§ **Work item**
Could every line below be transcribed exactly, with the pictures dropped?

§ **Provided material**

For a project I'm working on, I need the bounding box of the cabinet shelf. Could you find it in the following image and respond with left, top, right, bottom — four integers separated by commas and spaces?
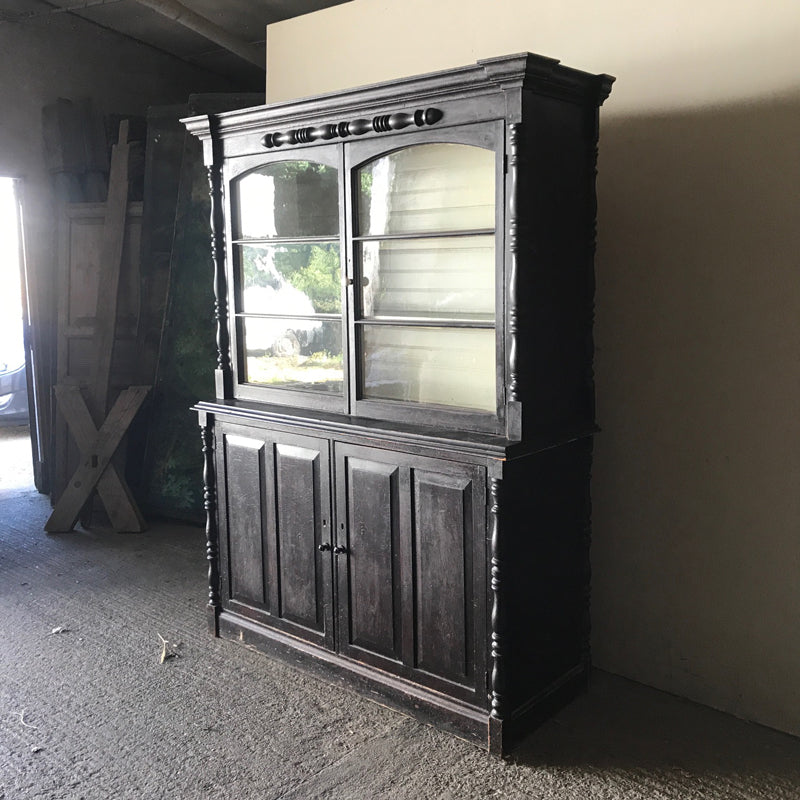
232, 235, 338, 245
352, 228, 495, 242
234, 311, 342, 321
356, 317, 495, 328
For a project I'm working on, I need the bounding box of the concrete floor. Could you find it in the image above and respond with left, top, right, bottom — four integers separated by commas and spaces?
1, 425, 800, 799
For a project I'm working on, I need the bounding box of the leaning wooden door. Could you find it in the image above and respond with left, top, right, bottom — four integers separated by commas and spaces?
53, 201, 143, 502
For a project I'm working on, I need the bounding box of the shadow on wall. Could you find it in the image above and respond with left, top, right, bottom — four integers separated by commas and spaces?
590, 90, 800, 733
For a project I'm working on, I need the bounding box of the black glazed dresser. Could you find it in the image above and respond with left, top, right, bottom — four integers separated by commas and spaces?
184, 53, 613, 755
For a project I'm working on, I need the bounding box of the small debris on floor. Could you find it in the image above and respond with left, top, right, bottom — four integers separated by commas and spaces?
157, 634, 181, 664
48, 626, 69, 636
31, 745, 43, 754
14, 711, 37, 729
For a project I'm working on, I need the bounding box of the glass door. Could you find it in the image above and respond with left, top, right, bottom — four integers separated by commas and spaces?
228, 147, 346, 410
348, 125, 503, 427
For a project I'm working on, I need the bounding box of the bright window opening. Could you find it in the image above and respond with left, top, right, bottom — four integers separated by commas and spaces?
0, 177, 28, 420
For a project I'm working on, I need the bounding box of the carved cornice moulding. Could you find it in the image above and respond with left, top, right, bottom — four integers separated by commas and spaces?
261, 107, 443, 149
181, 53, 614, 145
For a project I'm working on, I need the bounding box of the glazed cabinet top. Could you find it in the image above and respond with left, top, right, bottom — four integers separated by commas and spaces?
184, 53, 613, 454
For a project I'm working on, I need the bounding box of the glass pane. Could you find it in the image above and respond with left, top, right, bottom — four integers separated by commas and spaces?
239, 243, 341, 315
360, 236, 494, 320
242, 317, 343, 394
358, 144, 494, 235
361, 325, 495, 411
235, 161, 339, 238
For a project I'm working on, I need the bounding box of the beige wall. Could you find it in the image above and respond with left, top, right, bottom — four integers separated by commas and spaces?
266, 0, 799, 111
265, 0, 800, 737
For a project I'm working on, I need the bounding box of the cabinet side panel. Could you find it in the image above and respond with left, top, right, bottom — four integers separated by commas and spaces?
223, 434, 268, 607
503, 438, 592, 712
344, 458, 401, 660
517, 92, 597, 439
275, 444, 324, 631
413, 470, 473, 684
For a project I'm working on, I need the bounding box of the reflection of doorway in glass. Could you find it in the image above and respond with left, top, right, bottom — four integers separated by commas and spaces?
0, 177, 29, 423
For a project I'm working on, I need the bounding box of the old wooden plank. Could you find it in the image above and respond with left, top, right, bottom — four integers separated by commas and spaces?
88, 119, 131, 424
46, 384, 150, 533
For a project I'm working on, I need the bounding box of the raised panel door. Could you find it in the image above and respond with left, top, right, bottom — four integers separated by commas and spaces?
218, 421, 333, 649
270, 438, 333, 648
334, 443, 486, 704
221, 432, 268, 609
335, 451, 403, 666
412, 468, 478, 687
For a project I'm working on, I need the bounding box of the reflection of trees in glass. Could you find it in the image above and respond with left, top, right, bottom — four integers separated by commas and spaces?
271, 160, 339, 238
238, 160, 341, 315
241, 244, 340, 314
236, 160, 343, 379
358, 168, 375, 233
279, 245, 340, 313
242, 246, 278, 290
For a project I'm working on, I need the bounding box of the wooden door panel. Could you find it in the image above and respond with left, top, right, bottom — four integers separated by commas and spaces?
217, 422, 333, 648
274, 443, 325, 633
223, 433, 268, 608
334, 442, 486, 702
413, 470, 474, 683
341, 458, 402, 660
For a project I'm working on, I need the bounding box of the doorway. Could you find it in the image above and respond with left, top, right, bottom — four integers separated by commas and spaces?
0, 177, 35, 495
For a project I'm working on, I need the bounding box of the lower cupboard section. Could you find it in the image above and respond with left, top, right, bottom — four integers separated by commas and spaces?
216, 420, 486, 708
203, 411, 593, 755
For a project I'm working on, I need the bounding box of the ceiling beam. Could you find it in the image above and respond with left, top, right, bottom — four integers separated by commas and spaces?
128, 0, 264, 69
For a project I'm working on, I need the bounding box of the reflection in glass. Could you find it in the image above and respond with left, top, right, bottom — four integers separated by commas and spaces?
239, 243, 341, 315
242, 317, 343, 394
358, 144, 494, 235
361, 325, 495, 411
235, 161, 339, 239
360, 236, 494, 320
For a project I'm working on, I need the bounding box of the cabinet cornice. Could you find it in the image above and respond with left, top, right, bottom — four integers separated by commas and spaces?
181, 53, 613, 144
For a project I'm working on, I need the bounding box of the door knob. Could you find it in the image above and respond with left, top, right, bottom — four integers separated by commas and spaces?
318, 543, 332, 552
333, 545, 348, 555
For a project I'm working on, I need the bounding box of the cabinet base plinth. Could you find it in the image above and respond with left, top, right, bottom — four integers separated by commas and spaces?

§ **Completed exercise**
For a project I'm working on, I need the bounding box of the cabinet shelf. Could you find it in the following image and respond with left, top, right, bottom — four integers separated by commas and spaces?
232, 235, 338, 245
352, 228, 495, 242
234, 311, 342, 321
356, 317, 495, 328
For a project I'm working on, I need the bounding box of the concrete floor. Could you find it in the image above and respond with left, top, right, bottom — four integers separated by commas and spaces?
1, 425, 800, 799
For a project I'm working on, I need the bounding box of the leaning wooden door. Could you find it in the image above and respond with left, top, right, bottom — four integers separated by commas and spaces?
53, 201, 143, 502
For a project I'm working on, I need the bounding box of the shadow on wall. Could you find it in the image above and respond with left, top, right, bottom — four integers separated by commas and spaces?
590, 90, 800, 733
For a project I'm working on, I need the bounding box of the black glazed dresser. Could you find it in the image above and respond with left, top, right, bottom — four integers separated by commas and spaces?
184, 53, 613, 755
For a project I'm working on, I need the bounding box of the small debris on floor. Could you find it in the image above and respond with left, top, right, bottom — four integers separated by commas and spaces?
157, 634, 181, 664
48, 626, 69, 636
31, 745, 43, 754
14, 711, 37, 729
For a project I'm working on, I need the bounding box of the glass door. Could you find it in the image above and respond with left, top, right, bottom — four integers separated by commas and spaces?
228, 147, 346, 410
348, 125, 503, 427
For a project I'm working on, I need the bounding box of the bright window opening. Could you find it in the image above and respond with left, top, right, bottom — four integers separated by commas and spaces?
0, 177, 28, 420
For a project I'm working on, I need the bounding box of the carved cornice moulding. Could you find it in the image above and respond with left, top, right, bottom — four integers separated by commas and spaces?
261, 107, 443, 149
181, 53, 614, 145
For a project I'm working on, I need the bounding box of the glazed cabinet top. Could you find it in the image above and respond with left, top, right, bottom — four integers separated by commas and spaces?
184, 53, 613, 454
For a project I'm working on, I need the bounding box of the glass pane. Could you find it in the image above and respond with left, top, right, bottom — four integers separated by commas and spaces?
239, 243, 341, 315
360, 236, 494, 320
242, 317, 343, 394
358, 144, 494, 235
361, 325, 495, 411
235, 161, 339, 238
For a project I'm working on, I need the bounding box of the beige wall. Could you find it in the image above and respond with left, top, right, bottom — four integers separated by commas and spaces?
266, 0, 799, 111
265, 0, 800, 737
For a project I'm working on, I need the bounding box of the cabinet side panel. Could you find it in the image above and respond with left, top, right, bottom — four integers separated by commas and spaces?
223, 434, 268, 607
503, 438, 592, 712
344, 458, 401, 660
517, 92, 597, 439
275, 444, 324, 631
413, 470, 473, 684
For a project I'm working on, I need the bounding box of the reflection of doorway in glass. Could you find it in the image above and respond with left, top, right, bottom — four integers separated by commas and spaces?
0, 177, 29, 423
For a project I'm working on, I need the bounding box of the old wooden plank. Could you find it in the image above and respond with left, top, right, bottom — four integers separated by commas and spaces?
88, 119, 131, 424
46, 384, 150, 533
For a project I'm working on, I need the bounding box of the raised panel door. Could you find it in the image above and respond with left, top, right, bottom — four integers separated by commas and spaces?
218, 421, 333, 649
270, 438, 333, 648
334, 443, 486, 704
221, 432, 268, 609
335, 451, 403, 666
412, 468, 478, 687
For a project I'm working on, I need the bounding box of the reflection of trees in glass. Could you find it in the image above and respond with left, top, right, bottom — four integers separated by commas and spaces?
271, 160, 339, 238
238, 160, 341, 315
241, 244, 340, 314
236, 160, 343, 379
358, 168, 375, 233
279, 245, 340, 313
242, 246, 278, 290
For a project I'm working on, I need the bounding box of the wooden door panel. Could you find it in the image above and respond with left, top, right, bottom — four integers separated by commas and spaces?
217, 422, 333, 648
274, 443, 325, 633
223, 433, 268, 608
334, 442, 486, 702
413, 470, 474, 683
341, 458, 402, 660
For a project I'm working on, I need the bounding box of the doorway. Could you find it in the image above and respond with left, top, right, bottom — four integers separated by commas and spaces?
0, 177, 35, 495
For a project I'm working on, I need the bounding box of the lower cupboard section. Could you find it in the image above and respond with left, top, right, bottom — four integers separated by commas and spaces?
216, 420, 486, 708
203, 411, 593, 755
For a project I'm working on, I need the bounding box of the ceiling beam. Could you find it in the image above and respond with left, top, right, bottom — four integers separated by commas and spaces?
128, 0, 264, 69
For a project I'm working on, I need the bounding box of the reflection in glass. Could you find it in the image above and respond with left, top, right, bottom — four integers separated by commas and spaces?
239, 243, 341, 315
242, 317, 343, 394
358, 144, 494, 235
361, 325, 495, 411
235, 161, 339, 239
360, 236, 494, 320
For a project I'm working on, I need the bounding box of the cabinet cornice. Could you find it in the image above and respond with left, top, right, bottom — four integers separated by commas and spaces?
181, 53, 613, 144
For a project I'm working on, I need the bounding box of the door knob. Could you find it in the image above and respond with left, top, right, bottom — four integers separated by commas and spaces?
318, 543, 332, 552
333, 545, 348, 555
For a project I'm working on, I need the bounding box of the cabinet base plinth. Could you find it in the image above and respond with left, top, right, bottom — four integers separated by commas and spaces?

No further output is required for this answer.